Extract to read:
=======

1) family has EXACTLY 2 girls
2) family has 2 girls and 1 boy
3) family has all 3 girls

The first one is pretty simple. Given that you are going to "select" exactly two children, find the probability that they are BOTH girls (it's a coin flip, so p = 50% = 0.5):

0.5² = 0.25

So the probability that the family has EXACTLY 2 girls is the probability that the family has exactly two children times the probability that those two children will be girls:

35% / 4 = 8.75%

Now find the probability that, given the family has exactly 3 children, that EXACTLY two are girls. Now you flip 3 times but only need to "win" twice--this is a binomial experiment.

There are 3 choose 2 = 3 ways to have exactly two girls: 1st, 2nd, or 3rd is a boy...interestingly the probability of having ANY PARTICULAR permutation is just 0.5³ = 1/8 (because it's still 0.5 * 0.5 for two girls, then 0.5 for 1 boy).

=======

Data for analysis:
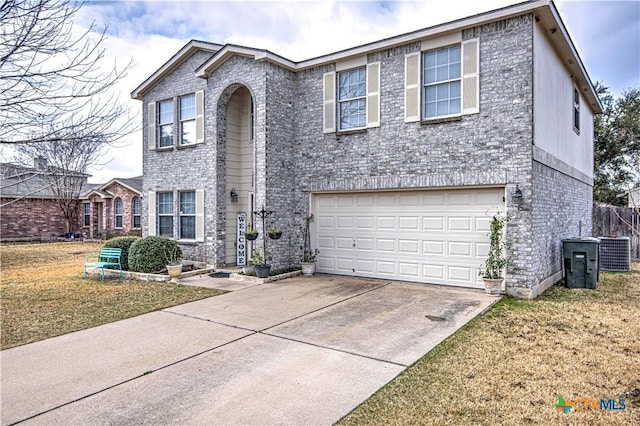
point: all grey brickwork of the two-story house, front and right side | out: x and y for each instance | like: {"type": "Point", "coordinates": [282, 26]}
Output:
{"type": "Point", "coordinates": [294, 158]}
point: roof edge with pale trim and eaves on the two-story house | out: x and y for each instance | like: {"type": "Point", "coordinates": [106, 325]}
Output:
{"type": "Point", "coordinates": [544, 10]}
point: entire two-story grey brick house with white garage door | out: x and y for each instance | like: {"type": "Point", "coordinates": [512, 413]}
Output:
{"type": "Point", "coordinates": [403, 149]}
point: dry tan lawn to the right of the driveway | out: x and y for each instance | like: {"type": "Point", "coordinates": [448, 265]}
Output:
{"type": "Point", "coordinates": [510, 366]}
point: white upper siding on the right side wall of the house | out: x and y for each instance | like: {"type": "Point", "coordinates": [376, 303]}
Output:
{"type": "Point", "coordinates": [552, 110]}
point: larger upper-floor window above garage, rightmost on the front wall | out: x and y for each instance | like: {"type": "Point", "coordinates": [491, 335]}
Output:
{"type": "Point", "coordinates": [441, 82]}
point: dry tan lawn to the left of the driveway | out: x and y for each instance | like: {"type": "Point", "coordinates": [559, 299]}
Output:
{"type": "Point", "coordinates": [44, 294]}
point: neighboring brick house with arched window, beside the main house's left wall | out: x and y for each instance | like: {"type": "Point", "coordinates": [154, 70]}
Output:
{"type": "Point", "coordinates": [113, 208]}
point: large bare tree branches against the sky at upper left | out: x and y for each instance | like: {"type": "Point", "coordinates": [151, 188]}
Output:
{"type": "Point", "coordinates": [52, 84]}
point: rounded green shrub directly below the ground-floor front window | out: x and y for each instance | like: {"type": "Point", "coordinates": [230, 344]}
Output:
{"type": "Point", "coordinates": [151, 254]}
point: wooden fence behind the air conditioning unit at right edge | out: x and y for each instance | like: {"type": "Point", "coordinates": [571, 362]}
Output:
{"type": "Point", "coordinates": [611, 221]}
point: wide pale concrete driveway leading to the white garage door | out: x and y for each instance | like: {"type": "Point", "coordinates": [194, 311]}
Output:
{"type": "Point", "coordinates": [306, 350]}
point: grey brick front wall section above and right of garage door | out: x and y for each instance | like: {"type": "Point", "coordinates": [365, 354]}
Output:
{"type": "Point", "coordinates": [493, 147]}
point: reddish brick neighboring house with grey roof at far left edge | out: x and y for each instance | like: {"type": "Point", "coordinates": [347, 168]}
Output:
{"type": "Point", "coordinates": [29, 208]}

=======

Required action: Pick up the probability walkthrough about how many girls a family has, and continue it from its last sentence.

Response below:
So the chance of EXACTLY 2 girls is: 3/8

Now find the probability for having EXACTLY 3 girls...that's easy, there's only one way, you just have all 3 girls, probability is just 1/8
--> add these up

3/8 + 1/8 = 4/8 = ½
-->

So now use the percent of families with exactly 3 children to find this portion of the probability:

30% / 2 = 15%
--> add the two probabilities...here is it in full detail

p(contains 2 girls) = p(2 children) * p(2 girls, 2 children) + p(3 children) * p(2 or 3 girls, 3 children)
-->

35% /4 + 30% * (3/8 + 1/8)
-->

8.75% + 15% = 23.75%

Edit:

You can reason that the probability that a family of three has at least 2 girls SHOULD be 50% since, it SHOULD be JUST as likely as having at least two boys...since these cannot BOTH happen (you cannot BOTH have 2 girls AND 2 boys if you only have 3 children)...then their respective probabilities should add to give 1 (i.e. one or the other ALWAYS happens).